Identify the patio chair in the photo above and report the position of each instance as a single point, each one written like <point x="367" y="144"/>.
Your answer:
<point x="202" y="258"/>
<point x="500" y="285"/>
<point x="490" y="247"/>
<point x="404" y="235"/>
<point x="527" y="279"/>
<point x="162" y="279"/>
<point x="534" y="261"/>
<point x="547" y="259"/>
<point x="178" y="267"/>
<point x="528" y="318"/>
──────────────────────────────
Copy all the data. Match it exactly.

__Written solution__
Identify the patio chair in the photo above and report the position of each instance as a single point, each one written like <point x="367" y="144"/>.
Your answer:
<point x="202" y="258"/>
<point x="500" y="285"/>
<point x="490" y="247"/>
<point x="404" y="235"/>
<point x="527" y="279"/>
<point x="162" y="279"/>
<point x="534" y="261"/>
<point x="547" y="259"/>
<point x="178" y="267"/>
<point x="528" y="318"/>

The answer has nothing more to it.